Start of THE DATA
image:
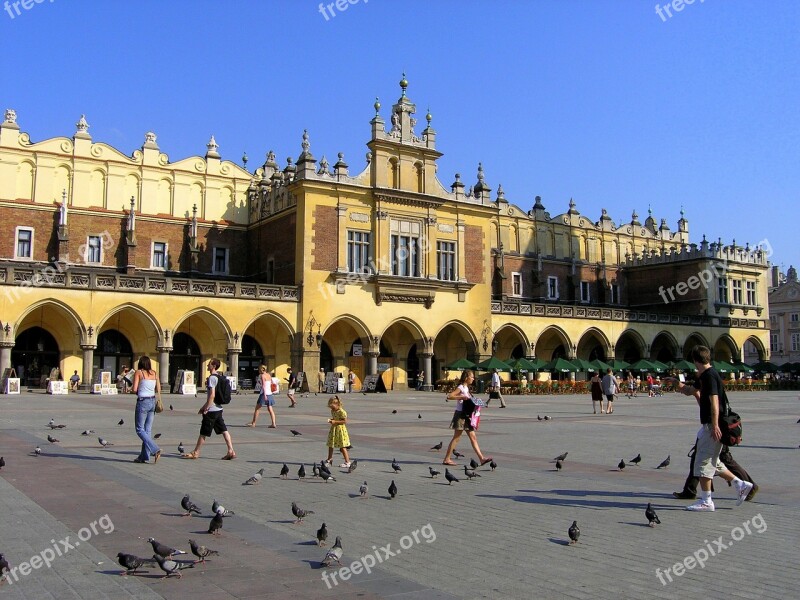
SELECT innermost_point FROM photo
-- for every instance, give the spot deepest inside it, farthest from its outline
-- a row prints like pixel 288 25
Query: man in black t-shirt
pixel 709 392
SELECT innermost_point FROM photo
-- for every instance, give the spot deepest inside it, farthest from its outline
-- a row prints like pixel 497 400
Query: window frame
pixel 17 231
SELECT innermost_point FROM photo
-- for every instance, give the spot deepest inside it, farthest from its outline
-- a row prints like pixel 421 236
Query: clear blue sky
pixel 602 101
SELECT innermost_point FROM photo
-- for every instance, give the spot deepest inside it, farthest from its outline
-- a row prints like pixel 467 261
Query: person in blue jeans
pixel 146 386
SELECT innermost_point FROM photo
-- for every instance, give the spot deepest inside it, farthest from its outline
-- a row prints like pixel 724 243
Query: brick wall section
pixel 474 253
pixel 326 239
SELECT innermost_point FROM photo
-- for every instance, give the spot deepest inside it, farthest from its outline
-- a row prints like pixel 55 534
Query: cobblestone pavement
pixel 503 535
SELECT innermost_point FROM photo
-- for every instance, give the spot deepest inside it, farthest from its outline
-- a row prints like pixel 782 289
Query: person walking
pixel 146 387
pixel 461 421
pixel 212 415
pixel 610 389
pixel 597 391
pixel 265 397
pixel 338 437
pixel 709 392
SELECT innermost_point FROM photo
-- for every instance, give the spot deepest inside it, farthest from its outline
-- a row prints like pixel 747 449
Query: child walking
pixel 338 436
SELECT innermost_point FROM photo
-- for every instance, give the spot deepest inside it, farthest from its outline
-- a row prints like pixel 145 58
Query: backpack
pixel 223 391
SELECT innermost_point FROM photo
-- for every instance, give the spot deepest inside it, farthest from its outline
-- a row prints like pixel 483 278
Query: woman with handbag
pixel 148 392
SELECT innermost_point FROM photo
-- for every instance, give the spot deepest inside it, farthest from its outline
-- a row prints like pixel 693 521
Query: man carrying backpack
pixel 218 394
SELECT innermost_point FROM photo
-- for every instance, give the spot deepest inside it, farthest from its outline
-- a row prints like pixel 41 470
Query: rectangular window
pixel 358 251
pixel 446 261
pixel 751 292
pixel 405 247
pixel 516 284
pixel 613 295
pixel 220 260
pixel 722 290
pixel 585 291
pixel 94 254
pixel 737 291
pixel 159 254
pixel 24 243
pixel 552 288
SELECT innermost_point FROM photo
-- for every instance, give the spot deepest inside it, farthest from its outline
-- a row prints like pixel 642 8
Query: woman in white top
pixel 460 422
pixel 146 386
pixel 265 397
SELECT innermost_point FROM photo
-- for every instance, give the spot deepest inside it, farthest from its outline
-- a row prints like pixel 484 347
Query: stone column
pixel 88 360
pixel 163 367
pixel 427 384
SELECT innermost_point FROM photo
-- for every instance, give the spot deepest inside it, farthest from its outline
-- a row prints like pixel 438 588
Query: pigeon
pixel 131 563
pixel 334 554
pixel 189 506
pixel 322 535
pixel 170 567
pixel 216 507
pixel 201 552
pixel 162 550
pixel 255 478
pixel 574 533
pixel 300 513
pixel 216 524
pixel 651 515
pixel 471 474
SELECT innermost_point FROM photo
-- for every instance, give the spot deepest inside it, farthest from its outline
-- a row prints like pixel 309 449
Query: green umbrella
pixel 560 364
pixel 642 365
pixel 683 365
pixel 492 363
pixel 461 364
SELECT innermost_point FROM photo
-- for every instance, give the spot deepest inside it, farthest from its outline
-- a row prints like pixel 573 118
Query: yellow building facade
pixel 107 257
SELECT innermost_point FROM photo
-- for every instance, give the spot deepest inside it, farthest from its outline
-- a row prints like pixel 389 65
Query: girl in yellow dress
pixel 338 436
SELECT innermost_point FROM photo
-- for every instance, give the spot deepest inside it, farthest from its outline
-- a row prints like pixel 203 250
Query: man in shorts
pixel 212 416
pixel 709 393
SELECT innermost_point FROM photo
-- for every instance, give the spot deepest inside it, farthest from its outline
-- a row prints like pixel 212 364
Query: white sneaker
pixel 701 506
pixel 742 492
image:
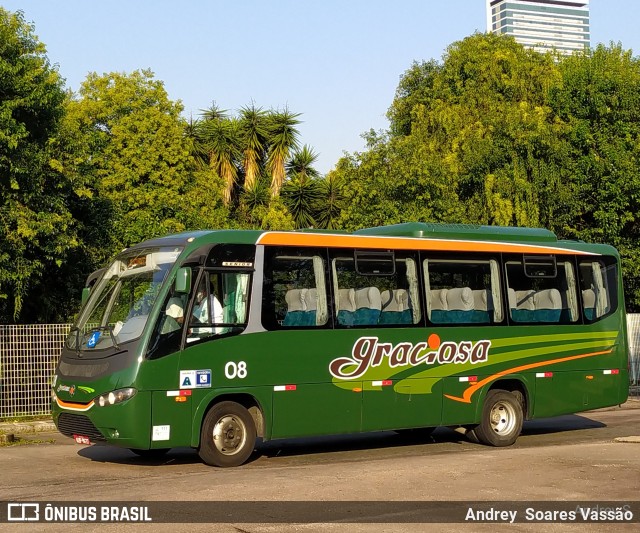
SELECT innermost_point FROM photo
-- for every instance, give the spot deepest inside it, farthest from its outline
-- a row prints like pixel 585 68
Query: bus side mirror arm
pixel 182 284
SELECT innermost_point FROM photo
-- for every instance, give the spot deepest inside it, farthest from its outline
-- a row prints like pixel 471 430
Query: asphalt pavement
pixel 10 431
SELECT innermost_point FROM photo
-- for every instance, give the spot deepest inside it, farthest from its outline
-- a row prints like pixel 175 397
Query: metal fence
pixel 29 354
pixel 28 358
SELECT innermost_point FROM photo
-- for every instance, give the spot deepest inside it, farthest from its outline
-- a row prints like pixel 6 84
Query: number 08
pixel 235 370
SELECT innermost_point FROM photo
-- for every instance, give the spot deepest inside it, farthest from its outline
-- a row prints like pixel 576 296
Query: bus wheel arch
pixel 228 434
pixel 502 416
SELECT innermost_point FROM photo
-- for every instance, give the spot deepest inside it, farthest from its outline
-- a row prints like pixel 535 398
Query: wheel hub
pixel 229 435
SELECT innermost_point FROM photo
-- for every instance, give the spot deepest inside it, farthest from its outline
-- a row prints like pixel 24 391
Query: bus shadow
pixel 109 454
pixel 309 446
pixel 559 424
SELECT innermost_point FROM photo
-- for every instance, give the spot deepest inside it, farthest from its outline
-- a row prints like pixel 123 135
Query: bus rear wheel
pixel 228 435
pixel 501 421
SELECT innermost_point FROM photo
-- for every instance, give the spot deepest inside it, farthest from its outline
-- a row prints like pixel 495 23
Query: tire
pixel 501 421
pixel 228 435
pixel 150 454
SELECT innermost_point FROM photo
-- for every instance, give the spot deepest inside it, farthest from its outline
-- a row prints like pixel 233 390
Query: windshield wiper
pixel 110 330
pixel 77 345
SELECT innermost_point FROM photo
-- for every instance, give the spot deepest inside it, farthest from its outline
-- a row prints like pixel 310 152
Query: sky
pixel 337 62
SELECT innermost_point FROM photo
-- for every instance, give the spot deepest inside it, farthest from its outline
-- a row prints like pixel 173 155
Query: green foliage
pixel 497 134
pixel 137 158
pixel 37 231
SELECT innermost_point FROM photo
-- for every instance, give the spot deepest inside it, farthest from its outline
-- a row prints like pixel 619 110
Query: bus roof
pixel 461 231
pixel 410 235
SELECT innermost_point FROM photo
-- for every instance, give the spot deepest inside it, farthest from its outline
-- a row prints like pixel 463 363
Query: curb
pixel 37 426
pixel 633 438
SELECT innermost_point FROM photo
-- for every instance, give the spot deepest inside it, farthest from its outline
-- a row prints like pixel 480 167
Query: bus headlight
pixel 114 397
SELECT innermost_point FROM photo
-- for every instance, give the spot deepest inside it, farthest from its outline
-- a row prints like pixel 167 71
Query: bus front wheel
pixel 501 421
pixel 228 435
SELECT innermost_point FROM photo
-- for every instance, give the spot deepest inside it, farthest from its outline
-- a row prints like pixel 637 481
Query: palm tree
pixel 254 132
pixel 331 202
pixel 300 193
pixel 283 138
pixel 301 163
pixel 220 138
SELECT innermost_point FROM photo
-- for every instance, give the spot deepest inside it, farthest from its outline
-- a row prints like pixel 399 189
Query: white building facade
pixel 542 25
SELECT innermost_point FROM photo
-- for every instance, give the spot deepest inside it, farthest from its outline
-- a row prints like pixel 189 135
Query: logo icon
pixel 93 340
pixel 23 512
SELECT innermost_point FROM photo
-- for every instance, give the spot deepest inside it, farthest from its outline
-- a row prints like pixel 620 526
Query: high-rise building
pixel 543 25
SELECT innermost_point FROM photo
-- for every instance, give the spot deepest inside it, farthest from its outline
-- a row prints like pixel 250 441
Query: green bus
pixel 214 339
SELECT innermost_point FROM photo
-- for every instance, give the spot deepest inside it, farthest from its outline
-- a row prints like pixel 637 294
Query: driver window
pixel 167 334
pixel 219 305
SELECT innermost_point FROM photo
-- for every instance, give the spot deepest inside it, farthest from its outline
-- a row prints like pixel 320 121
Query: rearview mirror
pixel 183 280
pixel 86 291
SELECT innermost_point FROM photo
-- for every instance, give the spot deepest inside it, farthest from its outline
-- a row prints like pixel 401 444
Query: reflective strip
pixel 280 388
pixel 183 392
pixel 74 406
End of THE DATA
PROBLEM TO WORK ON: Reproduce verbatim the records from their first line through the line that contains "pixel 602 101", leaving out the pictures.

OUTPUT FOR THIS TASK:
image:
SELECT innermost_point FROM photo
-- for every instance, give the spot deepest inside it, farthest from its outline
-- a row prints like pixel 288 25
Query: man in black t-shirt
pixel 709 392
SELECT innermost_point FROM photo
-- for every instance, give the spot deepest inside it, farthest from its outline
-- a row prints like pixel 497 400
Query: window frame
pixel 17 231
SELECT innermost_point FROM photo
-- for every instance, give the spot deepest inside it, farthest from its outline
-- a row prints like pixel 421 236
Query: clear blue sky
pixel 602 101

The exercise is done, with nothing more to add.